▼▼▼

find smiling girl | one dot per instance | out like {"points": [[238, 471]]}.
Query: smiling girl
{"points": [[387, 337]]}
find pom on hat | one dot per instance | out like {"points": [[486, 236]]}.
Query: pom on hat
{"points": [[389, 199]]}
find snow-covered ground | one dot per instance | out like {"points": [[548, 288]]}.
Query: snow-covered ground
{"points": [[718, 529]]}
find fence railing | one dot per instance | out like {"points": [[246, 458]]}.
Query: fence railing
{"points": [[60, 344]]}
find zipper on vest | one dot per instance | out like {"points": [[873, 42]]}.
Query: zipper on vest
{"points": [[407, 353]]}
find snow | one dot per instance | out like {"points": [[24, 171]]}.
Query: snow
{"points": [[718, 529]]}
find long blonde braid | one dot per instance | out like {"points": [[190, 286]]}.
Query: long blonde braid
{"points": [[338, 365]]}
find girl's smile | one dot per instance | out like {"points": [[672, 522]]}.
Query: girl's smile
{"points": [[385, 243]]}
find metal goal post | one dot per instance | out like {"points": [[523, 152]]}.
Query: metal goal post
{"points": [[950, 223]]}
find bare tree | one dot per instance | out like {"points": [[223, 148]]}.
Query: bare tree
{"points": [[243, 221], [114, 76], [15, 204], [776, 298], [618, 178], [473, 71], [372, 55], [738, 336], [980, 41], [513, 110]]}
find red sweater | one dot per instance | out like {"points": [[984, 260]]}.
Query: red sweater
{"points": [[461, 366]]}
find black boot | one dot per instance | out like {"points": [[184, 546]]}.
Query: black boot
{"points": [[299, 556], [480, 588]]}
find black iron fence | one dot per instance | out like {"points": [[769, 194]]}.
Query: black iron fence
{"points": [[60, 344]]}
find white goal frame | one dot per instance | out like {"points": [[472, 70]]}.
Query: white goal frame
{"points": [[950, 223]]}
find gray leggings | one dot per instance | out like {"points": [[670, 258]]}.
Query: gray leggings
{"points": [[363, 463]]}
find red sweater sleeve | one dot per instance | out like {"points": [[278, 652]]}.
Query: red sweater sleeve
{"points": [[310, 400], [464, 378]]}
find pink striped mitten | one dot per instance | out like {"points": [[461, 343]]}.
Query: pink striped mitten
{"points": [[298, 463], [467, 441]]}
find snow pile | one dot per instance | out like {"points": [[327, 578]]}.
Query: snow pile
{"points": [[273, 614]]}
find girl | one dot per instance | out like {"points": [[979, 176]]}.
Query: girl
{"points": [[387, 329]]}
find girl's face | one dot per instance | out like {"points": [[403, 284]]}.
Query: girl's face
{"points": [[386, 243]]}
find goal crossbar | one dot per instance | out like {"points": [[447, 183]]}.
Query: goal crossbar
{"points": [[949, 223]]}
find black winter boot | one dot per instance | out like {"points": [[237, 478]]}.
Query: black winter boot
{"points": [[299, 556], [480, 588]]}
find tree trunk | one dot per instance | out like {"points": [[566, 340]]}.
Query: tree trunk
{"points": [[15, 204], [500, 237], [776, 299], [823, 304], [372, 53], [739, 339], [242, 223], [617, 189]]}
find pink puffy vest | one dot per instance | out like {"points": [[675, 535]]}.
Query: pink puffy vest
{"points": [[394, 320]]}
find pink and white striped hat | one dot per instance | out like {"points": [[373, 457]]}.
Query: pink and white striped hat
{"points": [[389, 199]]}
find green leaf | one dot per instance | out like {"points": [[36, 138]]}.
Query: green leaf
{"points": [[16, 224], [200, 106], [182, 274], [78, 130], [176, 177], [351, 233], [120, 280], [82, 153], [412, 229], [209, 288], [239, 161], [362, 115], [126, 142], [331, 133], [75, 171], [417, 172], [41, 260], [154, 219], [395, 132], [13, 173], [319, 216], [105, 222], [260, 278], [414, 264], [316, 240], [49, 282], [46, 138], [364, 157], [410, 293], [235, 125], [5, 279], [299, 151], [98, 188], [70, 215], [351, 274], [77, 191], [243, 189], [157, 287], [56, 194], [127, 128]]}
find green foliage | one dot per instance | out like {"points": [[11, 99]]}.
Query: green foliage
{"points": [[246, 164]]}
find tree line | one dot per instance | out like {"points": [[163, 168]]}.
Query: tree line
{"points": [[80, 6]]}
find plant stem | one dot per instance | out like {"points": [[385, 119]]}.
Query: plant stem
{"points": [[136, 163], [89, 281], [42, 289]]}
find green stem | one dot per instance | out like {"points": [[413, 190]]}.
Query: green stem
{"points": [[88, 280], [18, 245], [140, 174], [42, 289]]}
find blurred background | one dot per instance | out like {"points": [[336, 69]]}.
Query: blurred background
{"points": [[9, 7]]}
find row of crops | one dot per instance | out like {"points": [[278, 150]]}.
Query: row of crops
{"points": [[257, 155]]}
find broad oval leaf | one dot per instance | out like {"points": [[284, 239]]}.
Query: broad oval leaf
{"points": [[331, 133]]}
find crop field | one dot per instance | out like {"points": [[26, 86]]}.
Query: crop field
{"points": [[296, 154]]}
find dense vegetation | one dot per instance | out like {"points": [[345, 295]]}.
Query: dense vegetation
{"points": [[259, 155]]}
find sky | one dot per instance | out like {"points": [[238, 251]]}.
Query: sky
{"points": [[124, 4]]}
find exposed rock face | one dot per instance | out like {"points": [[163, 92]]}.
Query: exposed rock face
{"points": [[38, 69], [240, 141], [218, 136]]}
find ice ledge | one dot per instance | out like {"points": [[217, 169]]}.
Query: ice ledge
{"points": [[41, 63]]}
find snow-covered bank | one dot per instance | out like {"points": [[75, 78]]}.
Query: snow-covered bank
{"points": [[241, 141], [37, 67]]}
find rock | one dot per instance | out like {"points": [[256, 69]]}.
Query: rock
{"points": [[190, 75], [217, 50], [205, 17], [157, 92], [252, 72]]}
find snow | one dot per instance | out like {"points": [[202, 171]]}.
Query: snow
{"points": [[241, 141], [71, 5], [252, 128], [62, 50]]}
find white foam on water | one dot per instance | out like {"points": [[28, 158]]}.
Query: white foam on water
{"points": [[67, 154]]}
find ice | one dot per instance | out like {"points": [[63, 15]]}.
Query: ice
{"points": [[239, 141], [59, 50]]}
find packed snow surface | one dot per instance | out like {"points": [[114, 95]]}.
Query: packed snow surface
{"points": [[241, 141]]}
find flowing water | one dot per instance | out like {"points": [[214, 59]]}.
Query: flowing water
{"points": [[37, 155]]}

▲▲▲

* _EXERCISE AIM_
Keep the wording exact. Give all of the records again.

* _OUTPUT_
find smiling girl | one dot per instance | out like {"points": [[238, 471]]}.
Query: smiling girl
{"points": [[387, 337]]}
find pom on hat | one dot per instance | out like {"points": [[486, 236]]}.
Query: pom on hat
{"points": [[389, 199]]}
find snow-covered ground | one dot per instance | out like {"points": [[548, 288]]}.
Query: snow-covered ground
{"points": [[718, 529]]}
find fence railing | one dot per instance | out like {"points": [[246, 458]]}.
Query: fence railing
{"points": [[60, 344]]}
find zipper on vest | one dot per instance | out like {"points": [[873, 42]]}.
Query: zipper on vest
{"points": [[407, 353]]}
find snow | one dot per instance | out like {"points": [[24, 171]]}.
Query: snow
{"points": [[718, 529]]}
find long blonde braid | one dot per instance | out like {"points": [[190, 286]]}.
Query: long blonde braid
{"points": [[338, 365]]}
find girl's smile | one dot per instance | out like {"points": [[672, 522]]}.
Query: girl's smile
{"points": [[385, 243]]}
find metal goal post | one dot per instance | out like {"points": [[523, 152]]}.
Query: metal goal post
{"points": [[950, 223]]}
find bare tree | one dot per instance | out like {"points": [[223, 148]]}.
Query: bare tree
{"points": [[243, 221], [114, 76], [15, 204], [776, 298], [618, 178], [473, 71], [372, 55], [738, 336], [980, 41], [513, 110]]}
find red sweater | one dot per instance | out like {"points": [[984, 260]]}.
Query: red sweater
{"points": [[461, 366]]}
find black boot | one dot per instance | out like {"points": [[184, 546]]}.
Query: black boot
{"points": [[299, 556], [480, 588]]}
find black iron fence | one dot per instance | out like {"points": [[769, 194]]}.
Query: black iron fence
{"points": [[60, 344]]}
find white goal frame | one dot per instance | out like {"points": [[472, 70]]}.
Query: white goal frame
{"points": [[950, 223]]}
find gray leggings | one dot per instance | out like {"points": [[670, 258]]}.
Query: gray leggings
{"points": [[363, 463]]}
find red sweater sleeve | one dot per instance | out like {"points": [[278, 652]]}.
Query: red sweater sleeve
{"points": [[310, 400], [464, 378]]}
find pink striped mitten | one dot per instance | out like {"points": [[461, 343]]}.
Query: pink striped mitten
{"points": [[298, 463], [467, 441]]}
find snow pile | one dot per instance | out like {"points": [[327, 578]]}.
Query: snow pile
{"points": [[273, 614]]}
find girl | one dot per instance | out like {"points": [[979, 176]]}.
Query: girl
{"points": [[387, 329]]}
find girl's face | one dot per instance | out like {"points": [[403, 284]]}.
Query: girl's face
{"points": [[386, 243]]}
find goal crossbar | one dot per instance | out like {"points": [[447, 183]]}.
Query: goal crossbar
{"points": [[949, 223]]}
find black winter boot | one dot per instance | out like {"points": [[237, 478]]}.
Query: black winter boot
{"points": [[299, 556], [480, 588]]}
find tree trunk | one dot per instance | out like {"points": [[566, 340]]}.
Query: tree trunk
{"points": [[15, 204], [500, 237], [776, 299], [823, 304], [372, 53], [739, 339], [242, 223], [617, 189]]}
find pink puffy vest | one dot per instance | out like {"points": [[675, 535]]}.
Query: pink puffy vest
{"points": [[394, 320]]}
find pink and white striped hat | one dot per instance | out like {"points": [[373, 457]]}.
Query: pink and white striped hat
{"points": [[389, 199]]}
find green leaf | one dot per instance | out like {"points": [[36, 138]]}.
Query: green leaf
{"points": [[16, 224], [200, 106], [182, 274], [78, 130], [176, 177], [351, 233], [120, 280], [82, 153], [412, 229], [209, 288], [239, 161], [362, 115], [126, 142], [331, 133], [75, 171], [417, 172], [41, 260], [154, 219], [395, 132], [13, 173], [319, 216], [105, 222], [260, 278], [414, 264], [316, 240], [49, 282], [46, 138], [364, 157], [410, 293], [235, 125], [5, 279], [299, 151], [98, 188], [70, 215], [351, 274], [77, 191], [243, 189], [157, 287], [56, 194], [127, 128]]}
find green foliage | one dot per instance | out like {"points": [[11, 99]]}.
Query: green foliage
{"points": [[246, 164]]}
find tree line | one dot per instance | out like {"points": [[163, 168]]}.
Query: tree line
{"points": [[80, 6]]}
find plant stem | one dot per instance | out like {"points": [[385, 119]]}.
Query: plant stem
{"points": [[136, 163], [89, 281], [42, 289]]}
find green stem | one dot per instance | out like {"points": [[413, 190]]}.
Query: green stem
{"points": [[88, 280], [18, 245], [140, 174], [42, 289]]}
find blurred background | one dot per instance | out like {"points": [[336, 69]]}.
Query: blurred background
{"points": [[9, 7]]}
find row of crops | one dot per instance | out like {"points": [[278, 150]]}.
Query: row of crops
{"points": [[257, 155]]}
find broad oval leaf | one dot per instance | out like {"points": [[284, 239]]}.
Query: broad oval leaf
{"points": [[331, 133]]}
find crop field | one dot per instance | out like {"points": [[26, 86]]}.
Query: crop field
{"points": [[296, 154]]}
find dense vegetation | one dot per instance | out like {"points": [[345, 295]]}.
Query: dense vegetation
{"points": [[259, 155]]}
find sky | one dot per instance | out like {"points": [[238, 251]]}.
Query: sky
{"points": [[124, 4]]}
find exposed rock face | one dot per instance | out like {"points": [[163, 92]]}.
Query: exposed rock face
{"points": [[38, 69], [240, 141], [218, 136]]}
find ice ledge | one dot per instance | out like {"points": [[217, 169]]}.
Query: ice ledge
{"points": [[41, 63]]}
find snow-covered bank | one dot per instance | out like {"points": [[75, 78]]}.
Query: snow-covered bank
{"points": [[241, 141], [37, 67]]}
find rock | one dot per instance | out like {"points": [[256, 69]]}.
Query: rock
{"points": [[190, 75], [217, 50], [205, 17], [157, 92], [252, 72]]}
find snow | one dot per instance | out like {"points": [[202, 171]]}.
Query: snow
{"points": [[241, 141], [71, 5], [252, 128], [62, 50]]}
find white foam on water | one dot per instance | out like {"points": [[28, 158]]}.
Query: white foam on water
{"points": [[67, 154]]}
find ice | one dot per instance | out like {"points": [[63, 15]]}.
Query: ice
{"points": [[239, 141], [59, 50]]}
find packed snow surface | one dot per instance | out like {"points": [[114, 95]]}.
Query: packed snow surface
{"points": [[241, 141]]}
find flowing water | one dot per instance | out like {"points": [[214, 59]]}.
Query: flowing water
{"points": [[37, 155]]}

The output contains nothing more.